■ WHAT YOU HAVE TO DO ■
Return every line of the records below that contains the string "smiling".

Shape labeling records:
══════════════════════════════

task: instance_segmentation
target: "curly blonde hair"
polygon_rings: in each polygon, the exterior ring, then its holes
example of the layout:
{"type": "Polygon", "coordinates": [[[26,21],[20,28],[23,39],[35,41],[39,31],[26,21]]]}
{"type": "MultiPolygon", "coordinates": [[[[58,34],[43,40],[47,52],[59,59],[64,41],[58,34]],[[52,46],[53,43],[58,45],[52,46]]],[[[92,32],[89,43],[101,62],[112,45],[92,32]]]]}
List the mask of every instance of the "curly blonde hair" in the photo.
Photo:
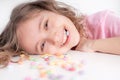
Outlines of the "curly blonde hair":
{"type": "Polygon", "coordinates": [[[77,15],[73,7],[55,0],[37,0],[22,3],[13,9],[10,20],[0,35],[0,65],[3,65],[2,67],[8,65],[12,56],[21,54],[22,49],[16,35],[17,25],[31,18],[30,15],[42,10],[52,11],[68,17],[74,23],[81,36],[84,36],[84,25],[80,24],[84,16],[77,15]]]}

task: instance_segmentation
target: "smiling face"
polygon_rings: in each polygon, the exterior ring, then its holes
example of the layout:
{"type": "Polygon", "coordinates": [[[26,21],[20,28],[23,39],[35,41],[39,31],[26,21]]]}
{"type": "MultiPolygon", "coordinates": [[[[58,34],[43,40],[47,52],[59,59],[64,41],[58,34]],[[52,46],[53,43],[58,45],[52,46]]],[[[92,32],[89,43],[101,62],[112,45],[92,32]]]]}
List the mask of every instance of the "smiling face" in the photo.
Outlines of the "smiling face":
{"type": "Polygon", "coordinates": [[[42,11],[20,23],[17,37],[23,50],[31,54],[65,53],[80,40],[69,18],[50,11],[42,11]]]}

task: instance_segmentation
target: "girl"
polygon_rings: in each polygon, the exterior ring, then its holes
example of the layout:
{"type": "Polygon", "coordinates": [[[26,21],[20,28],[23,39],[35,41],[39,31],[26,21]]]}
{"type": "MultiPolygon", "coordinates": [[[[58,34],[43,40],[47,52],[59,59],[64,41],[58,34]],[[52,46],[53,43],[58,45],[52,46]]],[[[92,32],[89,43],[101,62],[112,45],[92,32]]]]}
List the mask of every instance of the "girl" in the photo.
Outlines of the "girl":
{"type": "Polygon", "coordinates": [[[68,50],[120,54],[120,17],[109,11],[76,15],[69,5],[54,0],[23,3],[14,8],[0,35],[0,64],[10,57],[58,54],[68,50]]]}

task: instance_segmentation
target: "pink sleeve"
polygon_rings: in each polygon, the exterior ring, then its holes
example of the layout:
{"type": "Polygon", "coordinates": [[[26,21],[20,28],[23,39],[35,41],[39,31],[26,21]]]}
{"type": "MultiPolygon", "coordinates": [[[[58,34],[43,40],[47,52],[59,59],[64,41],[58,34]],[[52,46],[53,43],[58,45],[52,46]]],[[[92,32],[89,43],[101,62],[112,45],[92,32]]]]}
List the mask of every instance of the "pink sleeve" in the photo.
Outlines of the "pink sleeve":
{"type": "Polygon", "coordinates": [[[120,36],[120,16],[101,11],[86,18],[88,35],[92,39],[120,36]]]}

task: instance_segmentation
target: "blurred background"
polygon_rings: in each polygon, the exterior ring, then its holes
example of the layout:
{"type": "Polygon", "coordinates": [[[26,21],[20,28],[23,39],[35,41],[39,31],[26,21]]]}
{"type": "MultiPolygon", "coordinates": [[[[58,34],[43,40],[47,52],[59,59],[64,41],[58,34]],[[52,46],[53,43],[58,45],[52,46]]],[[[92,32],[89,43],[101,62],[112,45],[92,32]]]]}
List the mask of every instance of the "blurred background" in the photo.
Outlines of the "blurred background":
{"type": "MultiPolygon", "coordinates": [[[[9,21],[12,9],[22,3],[34,0],[0,0],[0,33],[9,21]]],[[[57,0],[65,2],[79,12],[92,14],[101,10],[111,10],[120,15],[120,0],[57,0]]]]}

══════════════════════════════

■ RESULT ■
target: "smiling face"
List the mask of every instance of the "smiling face" in the photo.
Outlines of the "smiling face":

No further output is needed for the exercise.